* Text shown
■ ■ ■ ■ ■

Summitt was most disappointed in Johnson, a sophomore starter, and removed her from the lineup against Ole Miss, though she will play in the game off the bench. Sophomore forward Alyssia Brewer will start in place of Johnson. Lockwood spoke to Johnson after Friday's practice.

"I think Glory struggled a little bit (in practice), because I think sometimes she takes things (to heart)," Lockwood said. "She is a very sensitive soul. She's wounded. I think she got wounded a little (Friday) and throughout practice she was bringing it back, which was good.

"That is what I was talking to her about now. She's got to move on. We can sit here and split hairs. Here's what I did or didn't do. But at the end of the day, you know what you've got to learn what to do with Coach is give her double doses back of what she thinks she's not getting from you. OK, I'm not playing. Guess what? You're going to see a Tasmanian devil for the next 25 minutes out here the way I'm sprinting and flying around."

Lockwood, who was an assistant for the Vols basketball team under Don DeVoe from 1986 to 1991, said he has learned he has to handle women athletes differently from men when it comes to stumbles in the season.

Johnson has a tendency to hold onto how Summitt is talking, while Brewer, who was a primary target last season, learned to listen and let go.

"Feel these calluses," Lockwood said, turning over his hands. "(Brewer) has developed that internally. She listens to everything Pat says. Everything. But she doesn't listen to how it's said. She listens to it faithfully, but she's learned not to let it wound her spirit.

"With female athletes, especially, I've found in my limited experience that is a critical element. You can't take it and wound your spirit. A lot of times they feel things a lot deeper. Take it, receive it with the spirit of its intent and the information that's given but do not let it wound your spirit.

"That is why they're so much more evolved than males. They're way ahead of us. They feel things. Things resonate deeper a lot of times, whereas guys stuff bounces off us. You can forget something. You can be in a vicious argument with somebody and two hours later, I'm sorry, move on, whereas that might be two weeks or two months (with women). That stuff you've got to let go. Listen to what's said. There is great information in there, but don't take it personal."

Summitt's talk with the players was rather low-key and low volume and won't even merit a mention in the pantheon of Summitt eruptions, but Lockwood understood why she was peeved.

"The sanctity of the preparation process, if she feels that is violated that is a major, major offense that needs to be addressed," Lockwood said. "That is part of the thing that has made the program so good is that there is a respect for how you go about preparation. You go to the NFL or MLB, there are certain things the great organizations they do and they don't do.

"We have our fun but as we prepare for game day that's where she wants the focus. She doesn't want all the peripheral stuff to come into play on game day especially."


Tennessee Coach Pat Summitt is expected to start: Shekinna Stricklen, 6'2 sophomore forward, No. 40 (12.4 points per game, 6.0 rebounds per game, 3.9 assists per game); Angie Bjorklund, 6'0 junior guard, No. 5 (14.5 ppg, 2.8 rpg, 2.7 apg); Alicia Manning, 6'1 sophomore guard/forward, No. 15 (4.5 ppg, 4.3 rpg, 2.1 apg); Alyssia Brewer, 6'3 sophomore forward, No. 33 (9.8 ppg, 5.7 rpg, 1.1 blocks per game); and Kelley Cain, 6'6 redshirt sophomore center, No. 52 (10.5 ppg, 7.7 rpg, 3.8 blocks per game).

■ ■ ■ ■ ■

* Data below
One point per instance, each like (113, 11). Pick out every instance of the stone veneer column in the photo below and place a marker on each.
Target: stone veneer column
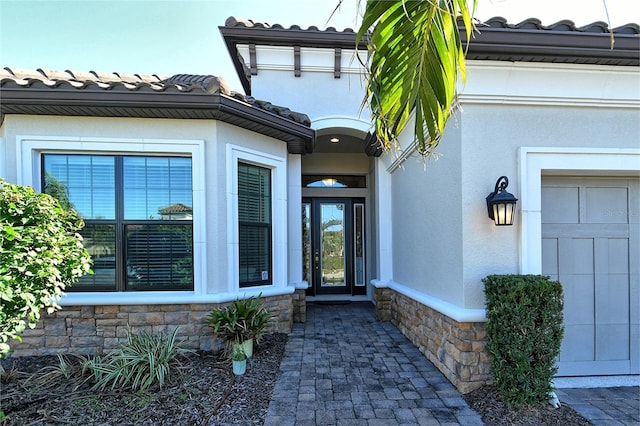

■ ■ ■ ■ ■

* Assignment A
In the basketball article, who will start in place of Johnson against Ole Miss?
* Assignment B
Print the passage of the basketball article starting with "Lockwood, who was" and going on through "in the season.".
The listing plays no part in this work and can be set aside.

* Written response A
Sophomore forward Alyssia Brewer will start in place of Johnson.

* Written response B
Lockwood, who was an assistant for the Vols basketball team under Don DeVoe from 1986 to 1991, said he has learned he has to handle women athletes differently from men when it comes to stumbles in the season.